Apparently the whole of Paris, with one united will, was combined against the great bulwark of tyranny.[170] Men, women, and boys were mingled in the fight. Priests, nobles, wealthy citizens, and the ragged and emaciate victims of famine were pressing in the phrensied assault side by side.[171] The French soldiers were now anxious to surrender, but the Swiss, sheltered from all chance of harm, shot down with deliberate and unerring aim whomsoever they would. Four hours of the battle had now passed, and though but one man had been hurt within the fortress, a hundred and seventy-one of the citizens had been either killed or wounded. The French soldiers now raised a flag of truce upon the towers, while the Swiss continued firing below. This movement plunged De Launey into despair. One hundred thousand men were beleaguering his fortress. The king sent no troops to his aid; and three fourths of his garrison had abandoned him and were already opening communications with his assailants. He knew that the people could never pardon him for the blood of their fathers and brothers with which he had crimsoned their streets—that death was his inevitable doom. In a state almost of delirium he seized a match from a cannon and rushed toward the magazine, determined to blow up the citadel. There were a hundred and thirty-five barrels of gunpowder in the vaults. The explosion would have thrown the Bastille into the air, buried one hundred thousand people beneath its ruins, and have demolished one third of Paris.[172] Two subaltern officers crossed their bayonets before him and prevented the accomplishment of this horrible design.

* MATERIAL SUPPLIED
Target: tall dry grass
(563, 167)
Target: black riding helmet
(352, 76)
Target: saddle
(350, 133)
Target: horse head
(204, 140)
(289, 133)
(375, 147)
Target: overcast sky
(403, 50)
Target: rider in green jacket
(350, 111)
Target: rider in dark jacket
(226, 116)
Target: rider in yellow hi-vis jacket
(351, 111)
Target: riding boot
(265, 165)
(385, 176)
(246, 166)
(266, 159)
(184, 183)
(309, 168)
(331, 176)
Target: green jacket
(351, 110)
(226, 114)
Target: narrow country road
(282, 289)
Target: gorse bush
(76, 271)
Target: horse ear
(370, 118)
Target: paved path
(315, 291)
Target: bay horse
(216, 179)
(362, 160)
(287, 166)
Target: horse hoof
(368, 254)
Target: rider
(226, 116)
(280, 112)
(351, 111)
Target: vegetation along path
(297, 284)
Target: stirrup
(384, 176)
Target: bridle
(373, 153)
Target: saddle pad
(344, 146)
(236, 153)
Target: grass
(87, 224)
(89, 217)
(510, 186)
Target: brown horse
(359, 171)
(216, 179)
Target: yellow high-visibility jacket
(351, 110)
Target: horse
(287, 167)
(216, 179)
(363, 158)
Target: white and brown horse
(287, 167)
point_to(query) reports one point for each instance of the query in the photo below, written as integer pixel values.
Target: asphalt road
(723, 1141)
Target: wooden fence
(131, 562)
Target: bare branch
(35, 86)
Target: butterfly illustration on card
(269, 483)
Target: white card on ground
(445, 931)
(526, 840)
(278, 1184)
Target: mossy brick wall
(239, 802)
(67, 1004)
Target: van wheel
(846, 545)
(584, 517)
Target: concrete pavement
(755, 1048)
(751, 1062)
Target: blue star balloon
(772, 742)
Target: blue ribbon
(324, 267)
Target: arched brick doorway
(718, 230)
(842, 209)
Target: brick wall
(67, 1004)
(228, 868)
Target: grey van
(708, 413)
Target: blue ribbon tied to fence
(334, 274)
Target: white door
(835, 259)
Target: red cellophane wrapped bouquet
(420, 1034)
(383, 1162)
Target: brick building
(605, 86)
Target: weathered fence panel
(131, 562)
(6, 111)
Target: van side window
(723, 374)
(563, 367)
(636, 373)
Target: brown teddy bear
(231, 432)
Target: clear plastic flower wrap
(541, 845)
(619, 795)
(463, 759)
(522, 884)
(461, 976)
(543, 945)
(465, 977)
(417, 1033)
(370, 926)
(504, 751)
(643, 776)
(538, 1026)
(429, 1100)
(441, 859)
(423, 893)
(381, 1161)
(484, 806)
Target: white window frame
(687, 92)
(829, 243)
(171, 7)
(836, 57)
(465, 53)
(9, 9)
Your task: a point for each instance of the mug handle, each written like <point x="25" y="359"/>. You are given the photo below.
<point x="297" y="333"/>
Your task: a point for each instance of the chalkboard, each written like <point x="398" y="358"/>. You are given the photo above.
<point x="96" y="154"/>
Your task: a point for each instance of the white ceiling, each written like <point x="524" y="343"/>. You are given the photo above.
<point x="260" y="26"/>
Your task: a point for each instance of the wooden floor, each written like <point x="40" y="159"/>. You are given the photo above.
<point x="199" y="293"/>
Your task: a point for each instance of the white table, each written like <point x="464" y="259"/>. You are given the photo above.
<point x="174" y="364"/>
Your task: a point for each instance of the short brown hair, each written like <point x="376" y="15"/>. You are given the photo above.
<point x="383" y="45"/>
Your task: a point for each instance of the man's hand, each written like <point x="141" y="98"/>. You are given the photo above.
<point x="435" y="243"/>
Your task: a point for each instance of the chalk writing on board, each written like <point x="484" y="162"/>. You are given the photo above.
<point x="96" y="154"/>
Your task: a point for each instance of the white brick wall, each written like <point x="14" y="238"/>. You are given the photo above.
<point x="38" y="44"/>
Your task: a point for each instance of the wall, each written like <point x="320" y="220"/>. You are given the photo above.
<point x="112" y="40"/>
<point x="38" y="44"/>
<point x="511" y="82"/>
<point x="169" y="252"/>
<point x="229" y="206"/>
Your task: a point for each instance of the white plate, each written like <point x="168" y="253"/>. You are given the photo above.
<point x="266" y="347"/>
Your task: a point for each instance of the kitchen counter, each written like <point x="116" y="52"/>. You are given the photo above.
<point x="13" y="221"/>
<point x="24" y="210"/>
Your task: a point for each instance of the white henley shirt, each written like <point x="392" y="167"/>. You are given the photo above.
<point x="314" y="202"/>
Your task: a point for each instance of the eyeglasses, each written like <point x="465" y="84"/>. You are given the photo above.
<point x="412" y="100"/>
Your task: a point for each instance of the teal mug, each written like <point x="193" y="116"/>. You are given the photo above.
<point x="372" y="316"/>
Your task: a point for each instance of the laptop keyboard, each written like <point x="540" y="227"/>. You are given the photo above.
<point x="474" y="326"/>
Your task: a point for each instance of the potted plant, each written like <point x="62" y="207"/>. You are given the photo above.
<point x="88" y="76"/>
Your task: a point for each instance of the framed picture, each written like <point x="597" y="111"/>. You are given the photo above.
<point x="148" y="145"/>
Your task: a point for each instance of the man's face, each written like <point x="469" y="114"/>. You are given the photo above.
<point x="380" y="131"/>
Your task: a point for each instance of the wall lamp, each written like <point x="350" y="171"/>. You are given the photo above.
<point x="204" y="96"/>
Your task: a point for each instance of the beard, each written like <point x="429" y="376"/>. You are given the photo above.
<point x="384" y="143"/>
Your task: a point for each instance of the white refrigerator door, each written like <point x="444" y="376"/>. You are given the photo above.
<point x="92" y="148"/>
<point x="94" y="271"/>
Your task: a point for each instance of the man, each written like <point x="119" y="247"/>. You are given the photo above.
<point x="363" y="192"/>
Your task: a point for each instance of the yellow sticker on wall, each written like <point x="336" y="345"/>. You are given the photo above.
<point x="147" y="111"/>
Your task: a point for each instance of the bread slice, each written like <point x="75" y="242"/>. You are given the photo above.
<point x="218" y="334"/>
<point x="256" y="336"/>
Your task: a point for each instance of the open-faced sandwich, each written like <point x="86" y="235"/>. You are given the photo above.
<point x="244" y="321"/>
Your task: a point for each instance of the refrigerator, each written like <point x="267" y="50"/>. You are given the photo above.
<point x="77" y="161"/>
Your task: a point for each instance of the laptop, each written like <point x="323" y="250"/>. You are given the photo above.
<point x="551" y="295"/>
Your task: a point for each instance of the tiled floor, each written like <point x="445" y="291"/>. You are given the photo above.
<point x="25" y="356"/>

* TASKS AND EXERCISES
**A)** In the extract on the storming of the Bastille, how many barrels of gunpowder were in the vaults?
**B)** Summarize the extract on the storming of the Bastille in two sentences.

* SOLVED TASKS
**A)** There were a hundred and thirty-five barrels.

**B)** After four hours of fighting against a crowd from every class of Paris, the Swiss had killed or wounded a hundred and seventy-one citizens while only one man inside the fortress was hurt, and the French soldiers raised a flag of truce as the Swiss kept firing. Plunged into despair, De Launey seized a match to blow up the magazine, but two subaltern officers crossed their bayonets before him and prevented it.